━━━ Excerpted records

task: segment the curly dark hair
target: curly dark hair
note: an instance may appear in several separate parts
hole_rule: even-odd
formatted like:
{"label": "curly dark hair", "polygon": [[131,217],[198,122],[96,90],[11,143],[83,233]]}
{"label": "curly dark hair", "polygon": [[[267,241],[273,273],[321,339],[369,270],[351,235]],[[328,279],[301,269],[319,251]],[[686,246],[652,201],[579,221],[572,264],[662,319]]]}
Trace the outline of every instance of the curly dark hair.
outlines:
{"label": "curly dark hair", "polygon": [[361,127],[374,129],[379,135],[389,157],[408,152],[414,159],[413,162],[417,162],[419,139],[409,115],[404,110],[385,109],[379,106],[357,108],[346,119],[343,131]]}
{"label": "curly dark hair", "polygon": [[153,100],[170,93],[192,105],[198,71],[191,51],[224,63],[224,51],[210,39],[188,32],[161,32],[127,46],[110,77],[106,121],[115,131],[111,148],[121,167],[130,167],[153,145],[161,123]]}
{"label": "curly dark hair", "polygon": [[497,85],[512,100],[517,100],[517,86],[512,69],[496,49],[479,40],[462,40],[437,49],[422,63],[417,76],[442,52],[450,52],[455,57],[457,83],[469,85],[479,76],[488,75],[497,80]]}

━━━━━━

▸ What is asked
Show every line of the records that contains the string "hair", treating uppercase and lowercase letters as different.

▸ Answer below
task: segment the curly dark hair
target: curly dark hair
{"label": "curly dark hair", "polygon": [[131,217],[198,122],[96,90],[11,143],[83,233]]}
{"label": "curly dark hair", "polygon": [[[267,241],[273,273],[321,339],[369,270],[351,235]],[[328,279],[301,269],[319,251]],[[686,246],[652,201],[579,221],[572,264],[662,319]]]}
Trace the outline of every instance of the curly dark hair.
{"label": "curly dark hair", "polygon": [[361,127],[374,129],[379,135],[389,157],[408,152],[414,159],[413,162],[417,162],[419,139],[409,115],[404,110],[385,109],[379,106],[357,108],[346,119],[343,131]]}
{"label": "curly dark hair", "polygon": [[153,100],[170,93],[192,105],[198,71],[191,51],[224,63],[224,51],[210,39],[188,32],[161,32],[127,46],[110,77],[106,121],[115,131],[111,148],[121,167],[130,167],[153,145],[161,123]]}
{"label": "curly dark hair", "polygon": [[497,85],[512,100],[517,100],[517,86],[512,69],[496,49],[479,40],[462,40],[437,49],[422,63],[417,76],[442,52],[450,52],[455,57],[457,83],[469,85],[479,76],[488,75],[497,80]]}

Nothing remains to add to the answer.